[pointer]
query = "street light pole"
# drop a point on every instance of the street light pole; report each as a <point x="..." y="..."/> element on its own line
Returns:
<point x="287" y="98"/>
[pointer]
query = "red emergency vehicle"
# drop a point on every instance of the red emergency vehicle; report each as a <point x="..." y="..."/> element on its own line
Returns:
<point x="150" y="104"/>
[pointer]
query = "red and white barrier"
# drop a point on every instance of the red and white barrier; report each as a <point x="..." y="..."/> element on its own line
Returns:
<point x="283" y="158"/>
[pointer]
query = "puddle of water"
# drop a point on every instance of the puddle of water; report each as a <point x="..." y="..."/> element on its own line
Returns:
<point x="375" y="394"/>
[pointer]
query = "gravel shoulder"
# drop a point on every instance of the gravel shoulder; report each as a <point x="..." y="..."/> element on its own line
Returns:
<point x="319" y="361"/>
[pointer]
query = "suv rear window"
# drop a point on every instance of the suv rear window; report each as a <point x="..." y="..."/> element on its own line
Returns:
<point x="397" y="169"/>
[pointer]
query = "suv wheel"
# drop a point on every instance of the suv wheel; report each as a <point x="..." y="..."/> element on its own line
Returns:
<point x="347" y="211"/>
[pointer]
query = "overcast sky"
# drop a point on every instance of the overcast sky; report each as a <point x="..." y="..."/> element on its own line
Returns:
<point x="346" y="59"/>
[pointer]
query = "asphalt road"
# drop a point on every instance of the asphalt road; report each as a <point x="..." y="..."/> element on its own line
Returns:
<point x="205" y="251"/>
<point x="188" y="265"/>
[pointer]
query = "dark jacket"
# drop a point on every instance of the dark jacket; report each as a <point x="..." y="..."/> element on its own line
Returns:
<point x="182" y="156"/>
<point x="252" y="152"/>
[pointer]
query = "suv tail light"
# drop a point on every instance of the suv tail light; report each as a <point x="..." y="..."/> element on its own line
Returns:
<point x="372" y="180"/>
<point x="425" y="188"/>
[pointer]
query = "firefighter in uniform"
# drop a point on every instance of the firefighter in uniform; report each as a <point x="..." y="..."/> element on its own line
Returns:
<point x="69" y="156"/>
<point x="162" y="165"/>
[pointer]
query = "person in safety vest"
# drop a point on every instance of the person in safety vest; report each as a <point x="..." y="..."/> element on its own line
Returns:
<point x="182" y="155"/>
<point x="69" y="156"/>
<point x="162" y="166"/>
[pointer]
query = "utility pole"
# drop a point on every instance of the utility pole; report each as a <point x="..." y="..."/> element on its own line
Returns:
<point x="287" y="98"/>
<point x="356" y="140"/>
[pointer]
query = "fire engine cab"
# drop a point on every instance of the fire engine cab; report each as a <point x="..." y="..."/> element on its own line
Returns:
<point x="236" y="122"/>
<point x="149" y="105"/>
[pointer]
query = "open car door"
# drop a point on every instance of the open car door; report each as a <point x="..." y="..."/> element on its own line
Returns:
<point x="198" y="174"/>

_ _ _ _ _ _ _

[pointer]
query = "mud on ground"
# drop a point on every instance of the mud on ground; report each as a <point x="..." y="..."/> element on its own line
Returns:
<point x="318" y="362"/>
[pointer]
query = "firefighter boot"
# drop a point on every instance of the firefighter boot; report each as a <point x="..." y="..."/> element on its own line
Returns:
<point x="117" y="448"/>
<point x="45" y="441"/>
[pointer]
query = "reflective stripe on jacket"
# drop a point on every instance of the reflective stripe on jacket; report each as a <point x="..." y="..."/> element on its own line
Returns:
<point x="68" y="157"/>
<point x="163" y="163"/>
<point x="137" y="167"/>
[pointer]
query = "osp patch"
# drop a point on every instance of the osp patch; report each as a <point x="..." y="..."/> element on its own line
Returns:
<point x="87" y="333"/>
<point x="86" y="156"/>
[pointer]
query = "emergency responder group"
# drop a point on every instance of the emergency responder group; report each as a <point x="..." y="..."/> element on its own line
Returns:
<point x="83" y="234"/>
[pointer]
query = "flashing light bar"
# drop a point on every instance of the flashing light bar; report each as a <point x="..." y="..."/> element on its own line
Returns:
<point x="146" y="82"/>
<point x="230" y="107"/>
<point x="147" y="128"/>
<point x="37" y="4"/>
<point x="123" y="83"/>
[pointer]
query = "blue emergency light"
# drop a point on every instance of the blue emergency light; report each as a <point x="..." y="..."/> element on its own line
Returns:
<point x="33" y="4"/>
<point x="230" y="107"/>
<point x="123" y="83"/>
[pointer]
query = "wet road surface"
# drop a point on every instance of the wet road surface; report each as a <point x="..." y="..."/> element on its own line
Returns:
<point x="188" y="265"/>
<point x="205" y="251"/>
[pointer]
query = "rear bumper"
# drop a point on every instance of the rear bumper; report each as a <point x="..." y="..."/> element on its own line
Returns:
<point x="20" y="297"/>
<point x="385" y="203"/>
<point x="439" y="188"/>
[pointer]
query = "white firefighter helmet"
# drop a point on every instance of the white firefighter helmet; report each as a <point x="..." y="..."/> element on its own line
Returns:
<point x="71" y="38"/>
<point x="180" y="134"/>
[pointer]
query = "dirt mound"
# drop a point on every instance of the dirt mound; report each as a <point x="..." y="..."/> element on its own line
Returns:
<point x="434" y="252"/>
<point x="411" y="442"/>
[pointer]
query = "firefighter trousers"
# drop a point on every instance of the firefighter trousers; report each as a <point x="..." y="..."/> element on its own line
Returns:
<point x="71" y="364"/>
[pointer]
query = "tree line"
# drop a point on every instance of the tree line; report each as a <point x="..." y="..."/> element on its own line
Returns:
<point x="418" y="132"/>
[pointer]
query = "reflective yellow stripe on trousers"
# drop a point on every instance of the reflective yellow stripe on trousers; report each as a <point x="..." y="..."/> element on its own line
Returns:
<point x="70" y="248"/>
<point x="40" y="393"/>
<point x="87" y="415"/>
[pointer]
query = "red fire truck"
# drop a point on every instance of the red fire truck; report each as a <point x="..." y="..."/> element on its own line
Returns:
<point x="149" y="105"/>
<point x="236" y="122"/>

_ _ _ _ _ _ _

### Task directions
From the entries above, list each line with "group" in it.

### Result below
query = "emergency responder group"
# drop a point on every instance of the emergency responder group; report each as a <point x="..." y="..."/> element on its own line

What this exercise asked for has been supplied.